Supplied text:
# best service repair manual for outboard motor????



## ducktrooper (May 6, 2008)

I bought a used '83 Johnson 15HP motor and while it runs OK I want to do some maintenance on it. I'm not real good with a wrench but can follow decent instructions.

What are best illustrated and easiest to follow service repair manuals? I've seen SELOC but didn't know if they're any good. Also, what about these one year online subscriptions.....are they a better way to go?

Thanks.


----------



## Brett (Jul 16, 2008)

When it comes to repair manuals, the factory original manuals are the best.
They contain more details, specifications, images and are model specific.
Aftermarket manuals, like Seloc and Chilton, are more of a generic information source.
They offer general instructions for a wide range of models.


----------



## ducktrooper (May 6, 2008)

Thanks...where can I find OEM manuals....print or online? Do they even reprint them?


----------



## teamblimp (Jan 29, 2010)

Ebay is a great option. usually cheaper than you can buy elsewhere online.


----------



## teamblimp (Jan 29, 2010)

Ken Kook sells reprints:

http://www.outboardbooks.com/


----------



## Frank_Sebastian (Oct 15, 2007)

Hi Duck Trooper,

I frequently work on different engines and can't afford to buy a lot of manuals. What I have been doing is going to the county and city library and using the ones there.

The librarians will often borrow one for you from another library or, in several instances, have placed them on the "buy list". We now have a great selection of them at the North County Library here in Sebastian. As far as I know, anyone can walk in and use the books there.

Best regards,
Frank_S


----------



## ducktrooper (May 6, 2008)

Thanks....Ken Cook site is $78 for a reprint....seems pretty high to me. Found 2 1981 originals for sale on EBAY for much less. Would there be much difference in info between 81 version and the 83 I need??


----------

(Boundary annotation records)
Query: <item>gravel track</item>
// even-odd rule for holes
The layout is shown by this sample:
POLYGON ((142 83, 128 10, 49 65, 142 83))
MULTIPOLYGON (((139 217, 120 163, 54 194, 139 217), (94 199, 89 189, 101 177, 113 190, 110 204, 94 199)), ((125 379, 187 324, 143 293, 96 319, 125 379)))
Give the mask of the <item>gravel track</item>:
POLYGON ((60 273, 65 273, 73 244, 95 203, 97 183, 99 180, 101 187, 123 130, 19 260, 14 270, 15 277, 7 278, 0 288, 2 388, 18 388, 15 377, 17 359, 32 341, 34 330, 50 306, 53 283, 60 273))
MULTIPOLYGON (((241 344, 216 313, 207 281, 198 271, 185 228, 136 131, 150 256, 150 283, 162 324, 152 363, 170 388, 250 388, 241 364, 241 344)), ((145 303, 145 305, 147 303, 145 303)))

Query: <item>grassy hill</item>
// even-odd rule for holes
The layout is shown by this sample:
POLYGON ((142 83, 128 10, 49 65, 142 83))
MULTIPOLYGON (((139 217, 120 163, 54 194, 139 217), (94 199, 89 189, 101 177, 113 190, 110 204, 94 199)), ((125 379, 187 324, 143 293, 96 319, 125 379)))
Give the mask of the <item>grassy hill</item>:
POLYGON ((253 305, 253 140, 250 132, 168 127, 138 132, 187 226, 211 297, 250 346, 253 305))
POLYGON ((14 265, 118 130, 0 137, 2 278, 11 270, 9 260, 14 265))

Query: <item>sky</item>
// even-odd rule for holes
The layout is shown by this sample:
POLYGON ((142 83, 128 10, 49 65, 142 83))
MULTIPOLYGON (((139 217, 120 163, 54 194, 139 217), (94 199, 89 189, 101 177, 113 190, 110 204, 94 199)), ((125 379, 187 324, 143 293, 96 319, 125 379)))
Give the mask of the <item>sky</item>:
* * *
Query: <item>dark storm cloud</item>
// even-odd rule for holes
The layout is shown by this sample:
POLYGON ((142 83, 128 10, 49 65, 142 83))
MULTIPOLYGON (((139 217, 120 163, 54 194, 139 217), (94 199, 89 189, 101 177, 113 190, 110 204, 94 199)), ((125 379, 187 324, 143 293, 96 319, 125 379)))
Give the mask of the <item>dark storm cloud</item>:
---
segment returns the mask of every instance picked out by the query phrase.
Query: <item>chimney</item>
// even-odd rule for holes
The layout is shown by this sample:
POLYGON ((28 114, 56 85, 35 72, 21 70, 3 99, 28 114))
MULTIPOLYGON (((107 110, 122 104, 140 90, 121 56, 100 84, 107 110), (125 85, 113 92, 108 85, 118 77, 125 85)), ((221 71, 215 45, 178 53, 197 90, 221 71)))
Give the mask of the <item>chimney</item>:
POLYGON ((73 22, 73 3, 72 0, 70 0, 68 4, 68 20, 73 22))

Objectives:
A: Take the forum thread on outboard repair manuals and change "Aftermarket" to "Third-party" in the passage that begins at the words "When it comes" and stops after "range of models.". Give that whole passage with the change made.
B: From the records, return without any change the lines that begin at the line that has "Query: <item>gravel track</item>" and stop after the line that has "POLYGON ((14 265, 118", including both of those lines.

Expected responses:
A:
When it comes to repair manuals, the factory original manuals are the best.
They contain more details, specifications, images and are model specific.
Third-party manuals, like Seloc and Chilton, are more of a generic information source.
They offer general instructions for a wide range of models.

B:
Query: <item>gravel track</item>
// even-odd rule for holes
The layout is shown by this sample:
POLYGON ((142 83, 128 10, 49 65, 142 83))
MULTIPOLYGON (((139 217, 120 163, 54 194, 139 217), (94 199, 89 189, 101 177, 113 190, 110 204, 94 199)), ((125 379, 187 324, 143 293, 96 319, 125 379)))
Give the mask of the <item>gravel track</item>:
POLYGON ((60 273, 65 273, 73 244, 95 203, 97 183, 99 180, 101 187, 123 130, 19 260, 14 270, 15 277, 7 278, 0 288, 2 388, 18 388, 15 377, 17 359, 32 341, 34 330, 50 306, 53 283, 60 273))
MULTIPOLYGON (((241 344, 216 313, 207 281, 198 271, 185 228, 136 131, 150 256, 150 283, 162 324, 152 363, 170 388, 250 388, 241 364, 241 344)), ((145 303, 145 305, 147 303, 145 303)))

Query: <item>grassy hill</item>
// even-odd rule for holes
The layout is shown by this sample:
POLYGON ((142 83, 128 10, 49 65, 142 83))
MULTIPOLYGON (((139 217, 120 163, 54 194, 139 217), (94 199, 89 189, 101 177, 113 190, 110 204, 94 199)), ((125 379, 187 324, 143 293, 96 319, 125 379)))
Give the mask of the <item>grassy hill</item>:
POLYGON ((253 305, 253 140, 250 132, 168 127, 138 132, 187 226, 211 297, 250 346, 253 305))
POLYGON ((14 265, 118 130, 0 137, 2 278, 11 270, 9 260, 14 265))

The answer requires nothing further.